>> Start Source data

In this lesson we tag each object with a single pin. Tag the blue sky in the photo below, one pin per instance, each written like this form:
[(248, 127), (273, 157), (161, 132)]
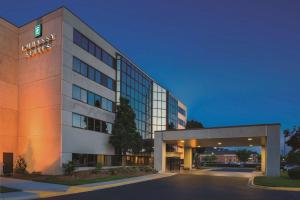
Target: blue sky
[(232, 62)]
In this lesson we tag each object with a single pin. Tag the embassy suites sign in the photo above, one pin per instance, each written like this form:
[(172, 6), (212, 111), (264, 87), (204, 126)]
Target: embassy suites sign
[(38, 46)]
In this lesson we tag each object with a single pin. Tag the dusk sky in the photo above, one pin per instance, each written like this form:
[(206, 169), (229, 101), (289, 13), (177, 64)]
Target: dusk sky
[(231, 62)]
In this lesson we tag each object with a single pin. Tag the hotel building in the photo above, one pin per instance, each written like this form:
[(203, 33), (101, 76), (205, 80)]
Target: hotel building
[(60, 83)]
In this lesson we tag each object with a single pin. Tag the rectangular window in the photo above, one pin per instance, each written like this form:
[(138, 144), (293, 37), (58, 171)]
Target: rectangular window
[(84, 69), (108, 128), (76, 92), (77, 37), (76, 120), (91, 99), (97, 101), (98, 77), (91, 74), (110, 83), (97, 125), (91, 48), (91, 124), (76, 65), (107, 59), (83, 94), (98, 53), (84, 43), (83, 122)]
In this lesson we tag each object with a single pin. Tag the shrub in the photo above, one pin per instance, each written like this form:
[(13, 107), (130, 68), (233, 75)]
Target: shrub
[(294, 173), (293, 158), (21, 166), (112, 171), (98, 166), (69, 168)]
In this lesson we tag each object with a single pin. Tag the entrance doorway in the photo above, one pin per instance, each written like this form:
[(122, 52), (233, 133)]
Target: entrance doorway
[(8, 163), (173, 163)]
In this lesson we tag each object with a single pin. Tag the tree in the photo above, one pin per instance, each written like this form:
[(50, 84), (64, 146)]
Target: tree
[(171, 126), (294, 140), (125, 136), (193, 124), (211, 158), (243, 155)]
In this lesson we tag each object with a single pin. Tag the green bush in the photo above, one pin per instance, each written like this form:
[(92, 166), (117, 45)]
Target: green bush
[(294, 173), (293, 158), (21, 166), (69, 168), (98, 166)]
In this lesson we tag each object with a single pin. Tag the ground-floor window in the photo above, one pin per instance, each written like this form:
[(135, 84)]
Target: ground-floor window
[(84, 160)]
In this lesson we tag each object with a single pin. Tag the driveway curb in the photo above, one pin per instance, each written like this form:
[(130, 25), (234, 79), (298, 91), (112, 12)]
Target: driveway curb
[(35, 194), (252, 185)]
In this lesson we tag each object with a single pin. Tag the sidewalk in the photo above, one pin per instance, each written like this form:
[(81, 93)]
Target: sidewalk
[(34, 190)]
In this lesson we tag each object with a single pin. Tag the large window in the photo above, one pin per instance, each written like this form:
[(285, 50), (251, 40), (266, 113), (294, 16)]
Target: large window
[(181, 111), (136, 86), (92, 99), (159, 108), (181, 122), (92, 74), (84, 160), (92, 48), (172, 112), (88, 123)]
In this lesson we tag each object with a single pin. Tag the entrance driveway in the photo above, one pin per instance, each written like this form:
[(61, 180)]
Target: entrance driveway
[(186, 187), (227, 172)]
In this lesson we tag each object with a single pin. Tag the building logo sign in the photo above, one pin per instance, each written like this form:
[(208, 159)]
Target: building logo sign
[(38, 29), (38, 46)]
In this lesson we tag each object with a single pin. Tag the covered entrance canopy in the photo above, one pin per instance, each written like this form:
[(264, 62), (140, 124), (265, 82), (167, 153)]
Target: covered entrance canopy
[(265, 135)]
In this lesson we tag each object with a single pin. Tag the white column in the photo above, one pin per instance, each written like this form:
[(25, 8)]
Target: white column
[(159, 153), (273, 151), (263, 159), (187, 158)]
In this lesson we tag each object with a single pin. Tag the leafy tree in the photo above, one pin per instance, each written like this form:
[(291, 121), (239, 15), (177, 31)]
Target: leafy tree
[(125, 136), (243, 155), (193, 124), (171, 126), (293, 158), (148, 145), (211, 158), (21, 165), (294, 140)]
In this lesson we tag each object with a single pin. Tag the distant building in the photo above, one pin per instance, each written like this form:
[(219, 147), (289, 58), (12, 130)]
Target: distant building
[(226, 156), (60, 82)]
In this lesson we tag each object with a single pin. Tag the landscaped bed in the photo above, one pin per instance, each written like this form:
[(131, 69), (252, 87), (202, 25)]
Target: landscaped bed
[(282, 181), (6, 189), (91, 176)]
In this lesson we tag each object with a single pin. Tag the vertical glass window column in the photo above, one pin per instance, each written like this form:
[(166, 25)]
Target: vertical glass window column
[(136, 86), (172, 112), (159, 108)]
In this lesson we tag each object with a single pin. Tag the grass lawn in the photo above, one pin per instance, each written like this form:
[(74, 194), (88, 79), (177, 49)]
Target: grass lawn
[(6, 189), (83, 181), (282, 181)]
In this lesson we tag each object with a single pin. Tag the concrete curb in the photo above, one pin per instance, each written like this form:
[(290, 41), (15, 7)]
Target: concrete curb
[(252, 185), (84, 188)]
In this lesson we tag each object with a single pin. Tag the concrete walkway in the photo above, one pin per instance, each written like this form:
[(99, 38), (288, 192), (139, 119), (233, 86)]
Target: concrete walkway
[(225, 172), (35, 190)]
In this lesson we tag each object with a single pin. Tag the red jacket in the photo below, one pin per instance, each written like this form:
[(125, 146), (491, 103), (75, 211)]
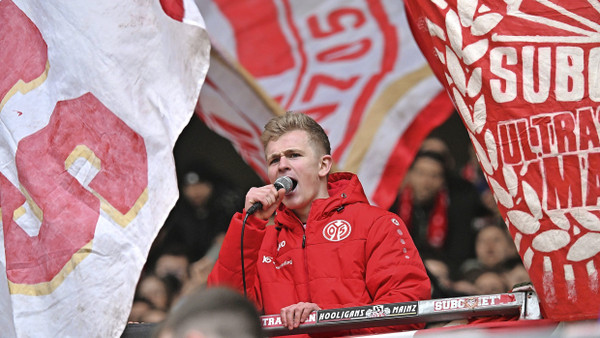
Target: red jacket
[(351, 254)]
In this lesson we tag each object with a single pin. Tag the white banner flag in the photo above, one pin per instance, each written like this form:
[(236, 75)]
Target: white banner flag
[(92, 98), (352, 65)]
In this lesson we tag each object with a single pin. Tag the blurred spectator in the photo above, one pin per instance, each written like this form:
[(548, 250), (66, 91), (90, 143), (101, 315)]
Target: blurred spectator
[(159, 291), (490, 282), (139, 308), (201, 216), (439, 208), (216, 313), (493, 246), (441, 284), (173, 262)]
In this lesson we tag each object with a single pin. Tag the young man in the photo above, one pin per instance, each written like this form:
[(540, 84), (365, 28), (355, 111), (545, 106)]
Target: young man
[(328, 248)]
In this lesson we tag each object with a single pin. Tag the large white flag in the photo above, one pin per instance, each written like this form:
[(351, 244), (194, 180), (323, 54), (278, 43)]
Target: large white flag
[(93, 95), (352, 65)]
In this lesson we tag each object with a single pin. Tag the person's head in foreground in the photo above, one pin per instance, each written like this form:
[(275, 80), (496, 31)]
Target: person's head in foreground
[(212, 313)]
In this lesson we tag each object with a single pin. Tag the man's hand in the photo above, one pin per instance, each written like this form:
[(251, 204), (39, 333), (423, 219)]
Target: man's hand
[(293, 315), (270, 198)]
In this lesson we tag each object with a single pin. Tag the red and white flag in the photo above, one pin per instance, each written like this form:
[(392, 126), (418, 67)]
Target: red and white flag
[(352, 65), (525, 77), (92, 98)]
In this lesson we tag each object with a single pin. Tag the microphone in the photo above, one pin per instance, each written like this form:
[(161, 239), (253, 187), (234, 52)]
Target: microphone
[(282, 182)]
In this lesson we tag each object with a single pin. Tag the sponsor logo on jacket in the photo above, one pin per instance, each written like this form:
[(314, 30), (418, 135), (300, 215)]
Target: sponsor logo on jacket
[(337, 230), (269, 260)]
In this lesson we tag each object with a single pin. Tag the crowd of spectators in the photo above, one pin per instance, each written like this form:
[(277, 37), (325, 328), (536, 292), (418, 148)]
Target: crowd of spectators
[(449, 211)]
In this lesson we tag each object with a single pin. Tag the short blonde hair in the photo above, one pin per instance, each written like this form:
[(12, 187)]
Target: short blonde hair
[(291, 121)]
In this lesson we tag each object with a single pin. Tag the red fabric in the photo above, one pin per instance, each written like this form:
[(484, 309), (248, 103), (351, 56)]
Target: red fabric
[(523, 76), (376, 263), (437, 229)]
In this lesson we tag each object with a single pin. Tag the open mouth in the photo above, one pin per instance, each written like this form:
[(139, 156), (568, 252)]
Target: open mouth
[(294, 184)]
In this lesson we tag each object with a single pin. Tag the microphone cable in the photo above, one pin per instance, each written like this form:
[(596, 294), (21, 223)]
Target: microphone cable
[(242, 254)]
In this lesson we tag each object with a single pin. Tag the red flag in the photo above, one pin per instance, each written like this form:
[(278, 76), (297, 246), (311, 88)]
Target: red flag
[(524, 78), (352, 65), (92, 99)]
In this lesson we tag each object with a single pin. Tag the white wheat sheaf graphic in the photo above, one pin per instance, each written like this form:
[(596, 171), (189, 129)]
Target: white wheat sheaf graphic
[(465, 84)]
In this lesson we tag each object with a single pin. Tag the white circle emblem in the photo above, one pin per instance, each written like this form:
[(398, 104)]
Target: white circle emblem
[(337, 230)]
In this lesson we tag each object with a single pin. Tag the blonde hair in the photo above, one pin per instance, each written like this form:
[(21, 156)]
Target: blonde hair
[(291, 121)]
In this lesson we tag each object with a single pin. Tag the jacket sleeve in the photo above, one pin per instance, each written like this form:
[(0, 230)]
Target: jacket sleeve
[(394, 270), (228, 268)]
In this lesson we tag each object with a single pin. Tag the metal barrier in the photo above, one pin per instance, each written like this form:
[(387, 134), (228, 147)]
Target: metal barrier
[(523, 304)]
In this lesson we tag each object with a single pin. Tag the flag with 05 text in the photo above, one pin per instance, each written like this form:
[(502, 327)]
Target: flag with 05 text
[(351, 65)]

>> End Source data

# Instruction:
Reproduce everything from the start of the rows down through the line containing "166), (69, 168)]", both ends included, leaving out the pictures.

# Finished answer:
In this lesson we tag each object with a single pin. Tag the blue sky in the photo below, one pin per instance, each written like this form:
[(248, 127), (273, 157), (161, 132)]
Target: blue sky
[(232, 62)]
In this lesson we tag each object with a single pin. Tag the embassy suites sign in the photo above, one pin per instance, each written like this form:
[(172, 6), (212, 111), (264, 87), (204, 126)]
Target: embassy suites sign
[(38, 46)]
In this lesson we tag each object with a single pin. Tag the dusk sky in the photo above, one pin per instance, each written like this form:
[(206, 169), (229, 101), (289, 13), (177, 64)]
Target: dusk sky
[(231, 62)]
In this lesson we tag each object with a single pin. Tag the hotel building in the photo above, one pin per instance, each written like this form:
[(203, 33), (101, 76), (205, 80)]
Target: hotel building
[(60, 83)]
In this lesson we tag each object with a single pin. Tag the rectangular window in the photo above, one pin per instance, each written like this form:
[(138, 144), (293, 37), (58, 171)]
Target: rectangular window
[(84, 69), (108, 128), (76, 92), (77, 37), (76, 120), (91, 99), (97, 101), (98, 77), (91, 74), (110, 83), (97, 125), (91, 48), (91, 124), (76, 65), (107, 59), (83, 94), (98, 53), (84, 43), (83, 122)]
In this lesson we tag each object with a single pin. Tag the shrub in the photo above, one pin per instance, each written like this form:
[(13, 107), (130, 68), (233, 75)]
Target: shrub
[(294, 173), (293, 158), (21, 166), (112, 171), (98, 166), (69, 168)]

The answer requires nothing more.